>> Begin Source records

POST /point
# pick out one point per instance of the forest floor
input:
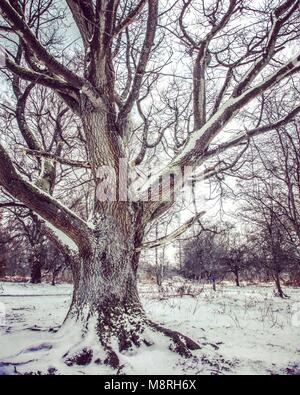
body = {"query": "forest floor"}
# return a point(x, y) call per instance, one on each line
point(244, 330)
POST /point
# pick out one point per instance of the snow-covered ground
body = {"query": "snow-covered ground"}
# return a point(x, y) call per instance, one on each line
point(242, 330)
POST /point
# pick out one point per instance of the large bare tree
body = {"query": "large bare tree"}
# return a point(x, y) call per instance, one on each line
point(133, 103)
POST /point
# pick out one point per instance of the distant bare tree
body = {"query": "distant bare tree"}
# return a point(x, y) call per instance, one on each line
point(131, 104)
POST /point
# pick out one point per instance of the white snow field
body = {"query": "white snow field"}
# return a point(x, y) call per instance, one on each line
point(244, 330)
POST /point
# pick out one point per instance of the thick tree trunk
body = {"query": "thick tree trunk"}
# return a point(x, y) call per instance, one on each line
point(36, 268)
point(237, 278)
point(106, 307)
point(280, 292)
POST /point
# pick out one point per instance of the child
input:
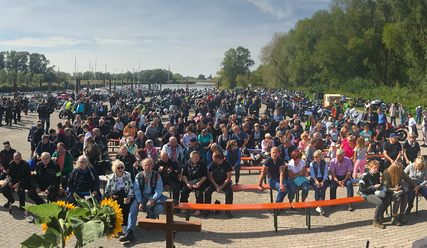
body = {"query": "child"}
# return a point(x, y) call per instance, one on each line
point(309, 151)
point(233, 156)
point(359, 156)
point(60, 128)
point(332, 153)
point(214, 148)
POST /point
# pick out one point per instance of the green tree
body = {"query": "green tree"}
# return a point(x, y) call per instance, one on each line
point(236, 62)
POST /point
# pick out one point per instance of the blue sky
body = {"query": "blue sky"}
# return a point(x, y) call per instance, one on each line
point(189, 35)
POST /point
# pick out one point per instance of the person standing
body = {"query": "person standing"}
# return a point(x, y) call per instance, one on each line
point(402, 113)
point(341, 170)
point(220, 180)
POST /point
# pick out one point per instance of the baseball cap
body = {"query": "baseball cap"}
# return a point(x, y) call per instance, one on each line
point(393, 135)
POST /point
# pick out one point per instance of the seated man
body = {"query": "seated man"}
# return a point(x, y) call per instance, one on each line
point(169, 171)
point(45, 178)
point(341, 170)
point(148, 189)
point(274, 166)
point(174, 151)
point(220, 180)
point(18, 178)
point(195, 146)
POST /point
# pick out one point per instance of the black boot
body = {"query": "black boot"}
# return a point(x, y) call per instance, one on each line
point(128, 237)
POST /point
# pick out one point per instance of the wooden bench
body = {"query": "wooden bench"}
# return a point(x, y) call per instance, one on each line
point(314, 204)
point(235, 207)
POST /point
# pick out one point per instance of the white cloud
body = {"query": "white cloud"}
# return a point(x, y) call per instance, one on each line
point(52, 41)
point(268, 7)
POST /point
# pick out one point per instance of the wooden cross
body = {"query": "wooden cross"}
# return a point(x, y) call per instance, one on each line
point(169, 225)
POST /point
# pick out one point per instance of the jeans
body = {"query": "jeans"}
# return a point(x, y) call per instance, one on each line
point(199, 193)
point(275, 184)
point(402, 120)
point(293, 188)
point(401, 202)
point(152, 211)
point(227, 189)
point(381, 205)
point(418, 118)
point(47, 121)
point(6, 190)
point(334, 186)
point(411, 195)
point(319, 193)
point(393, 120)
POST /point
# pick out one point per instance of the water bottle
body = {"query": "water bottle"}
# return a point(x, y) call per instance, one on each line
point(29, 218)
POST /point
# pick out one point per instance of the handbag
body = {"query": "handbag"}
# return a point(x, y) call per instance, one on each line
point(300, 180)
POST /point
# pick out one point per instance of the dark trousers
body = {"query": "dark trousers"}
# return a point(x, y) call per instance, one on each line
point(227, 189)
point(411, 195)
point(37, 199)
point(173, 183)
point(381, 205)
point(6, 190)
point(237, 173)
point(64, 180)
point(199, 193)
point(334, 185)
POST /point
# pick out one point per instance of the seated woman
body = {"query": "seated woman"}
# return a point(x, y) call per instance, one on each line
point(83, 180)
point(369, 185)
point(319, 179)
point(206, 139)
point(151, 150)
point(392, 180)
point(418, 173)
point(194, 176)
point(92, 150)
point(233, 155)
point(120, 188)
point(296, 173)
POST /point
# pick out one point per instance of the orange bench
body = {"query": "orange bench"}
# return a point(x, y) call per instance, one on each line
point(314, 204)
point(235, 207)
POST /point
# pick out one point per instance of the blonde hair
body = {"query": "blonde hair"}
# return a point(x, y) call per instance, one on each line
point(360, 142)
point(421, 161)
point(115, 164)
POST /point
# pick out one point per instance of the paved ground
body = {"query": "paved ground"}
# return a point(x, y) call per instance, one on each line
point(338, 228)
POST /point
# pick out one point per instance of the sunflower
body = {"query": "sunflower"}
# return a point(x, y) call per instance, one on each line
point(116, 221)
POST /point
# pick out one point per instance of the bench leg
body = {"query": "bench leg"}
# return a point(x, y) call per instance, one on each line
point(308, 218)
point(275, 219)
point(187, 215)
point(416, 206)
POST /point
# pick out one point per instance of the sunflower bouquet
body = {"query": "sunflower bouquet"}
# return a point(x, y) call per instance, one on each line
point(60, 221)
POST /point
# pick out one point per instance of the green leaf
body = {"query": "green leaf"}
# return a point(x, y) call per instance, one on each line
point(77, 212)
point(43, 210)
point(107, 210)
point(89, 232)
point(36, 241)
point(86, 204)
point(41, 220)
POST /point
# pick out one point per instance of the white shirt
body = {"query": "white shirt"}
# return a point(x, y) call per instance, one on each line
point(296, 168)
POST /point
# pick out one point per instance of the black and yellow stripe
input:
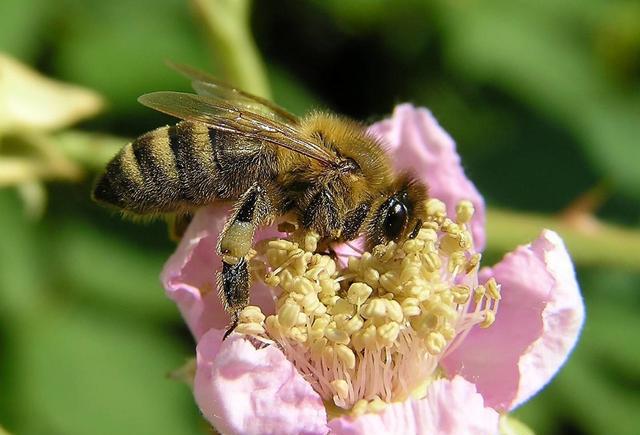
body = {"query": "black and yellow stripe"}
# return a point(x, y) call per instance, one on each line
point(164, 170)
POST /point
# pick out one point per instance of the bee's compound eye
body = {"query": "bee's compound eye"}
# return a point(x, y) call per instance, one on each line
point(396, 219)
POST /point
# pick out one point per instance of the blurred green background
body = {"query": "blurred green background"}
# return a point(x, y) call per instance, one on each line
point(542, 97)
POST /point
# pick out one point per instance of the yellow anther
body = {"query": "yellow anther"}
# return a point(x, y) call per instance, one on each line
point(359, 408)
point(412, 246)
point(479, 293)
point(320, 310)
point(341, 387)
point(435, 343)
point(427, 235)
point(399, 306)
point(464, 211)
point(493, 289)
point(250, 328)
point(272, 280)
point(450, 227)
point(435, 207)
point(251, 314)
point(354, 264)
point(388, 333)
point(287, 227)
point(329, 301)
point(342, 306)
point(303, 319)
point(346, 356)
point(330, 266)
point(409, 273)
point(450, 243)
point(448, 332)
point(431, 261)
point(328, 353)
point(385, 253)
point(314, 272)
point(368, 336)
point(374, 308)
point(318, 346)
point(336, 335)
point(457, 260)
point(389, 281)
point(376, 405)
point(489, 318)
point(305, 286)
point(371, 277)
point(311, 241)
point(288, 314)
point(394, 311)
point(466, 241)
point(410, 307)
point(310, 302)
point(353, 324)
point(282, 244)
point(298, 334)
point(461, 294)
point(317, 329)
point(273, 327)
point(358, 293)
point(473, 262)
point(328, 287)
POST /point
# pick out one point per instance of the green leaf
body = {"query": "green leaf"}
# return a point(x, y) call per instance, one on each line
point(87, 372)
point(538, 52)
point(120, 47)
point(94, 264)
point(22, 26)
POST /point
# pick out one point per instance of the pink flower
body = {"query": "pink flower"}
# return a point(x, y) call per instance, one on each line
point(241, 388)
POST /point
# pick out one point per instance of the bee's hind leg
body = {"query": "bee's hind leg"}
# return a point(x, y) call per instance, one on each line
point(254, 208)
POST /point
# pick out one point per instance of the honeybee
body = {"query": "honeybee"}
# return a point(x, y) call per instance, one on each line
point(324, 170)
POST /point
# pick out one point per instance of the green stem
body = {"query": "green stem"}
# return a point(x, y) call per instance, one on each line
point(597, 244)
point(227, 25)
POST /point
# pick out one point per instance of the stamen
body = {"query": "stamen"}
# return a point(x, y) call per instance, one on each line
point(375, 330)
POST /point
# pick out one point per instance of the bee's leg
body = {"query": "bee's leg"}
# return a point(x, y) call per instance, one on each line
point(177, 225)
point(254, 208)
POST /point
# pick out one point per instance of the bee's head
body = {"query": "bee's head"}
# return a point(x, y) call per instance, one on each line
point(399, 214)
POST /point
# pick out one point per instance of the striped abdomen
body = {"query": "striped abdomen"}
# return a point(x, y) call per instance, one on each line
point(181, 167)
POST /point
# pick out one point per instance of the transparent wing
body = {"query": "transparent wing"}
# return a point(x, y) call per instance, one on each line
point(207, 85)
point(226, 116)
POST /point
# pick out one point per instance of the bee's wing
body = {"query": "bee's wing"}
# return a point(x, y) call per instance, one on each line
point(207, 85)
point(226, 116)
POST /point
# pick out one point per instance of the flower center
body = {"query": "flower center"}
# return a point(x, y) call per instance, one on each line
point(374, 331)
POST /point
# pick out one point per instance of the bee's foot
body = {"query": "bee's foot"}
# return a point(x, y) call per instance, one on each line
point(231, 327)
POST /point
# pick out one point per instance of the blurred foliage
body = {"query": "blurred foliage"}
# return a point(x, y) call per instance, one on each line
point(543, 98)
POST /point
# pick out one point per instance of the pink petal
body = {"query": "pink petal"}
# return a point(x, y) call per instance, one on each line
point(418, 143)
point(189, 276)
point(450, 407)
point(537, 325)
point(244, 390)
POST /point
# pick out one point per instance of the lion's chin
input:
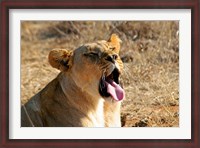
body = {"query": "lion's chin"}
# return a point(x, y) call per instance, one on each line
point(109, 86)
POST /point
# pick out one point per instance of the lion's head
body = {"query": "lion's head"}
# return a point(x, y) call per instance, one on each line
point(94, 67)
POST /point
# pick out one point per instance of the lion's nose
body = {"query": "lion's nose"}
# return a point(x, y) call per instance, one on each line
point(111, 58)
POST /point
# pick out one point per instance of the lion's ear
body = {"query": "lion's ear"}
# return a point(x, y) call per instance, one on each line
point(60, 59)
point(115, 42)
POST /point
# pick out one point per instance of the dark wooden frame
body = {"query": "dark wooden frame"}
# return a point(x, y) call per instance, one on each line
point(194, 5)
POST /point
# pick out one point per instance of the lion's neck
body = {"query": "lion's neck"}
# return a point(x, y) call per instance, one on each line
point(89, 106)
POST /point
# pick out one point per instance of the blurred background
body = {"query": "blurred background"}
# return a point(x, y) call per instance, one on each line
point(149, 50)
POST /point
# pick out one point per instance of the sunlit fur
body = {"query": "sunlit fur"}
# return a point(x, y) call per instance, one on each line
point(73, 98)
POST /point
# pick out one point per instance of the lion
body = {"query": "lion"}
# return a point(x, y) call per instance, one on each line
point(86, 92)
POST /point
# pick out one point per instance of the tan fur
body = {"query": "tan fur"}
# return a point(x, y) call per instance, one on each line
point(72, 98)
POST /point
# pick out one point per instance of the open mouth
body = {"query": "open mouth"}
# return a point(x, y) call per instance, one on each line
point(109, 86)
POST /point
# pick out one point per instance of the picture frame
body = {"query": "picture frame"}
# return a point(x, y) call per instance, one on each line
point(89, 4)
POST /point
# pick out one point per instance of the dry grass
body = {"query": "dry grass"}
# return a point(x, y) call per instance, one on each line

>> End Source records

◆ Work to be completed ◆
How many lines of the records contain the string "mouth"? Treat case as significant, and reply with the number alone.

◆ Response to this task ◆
2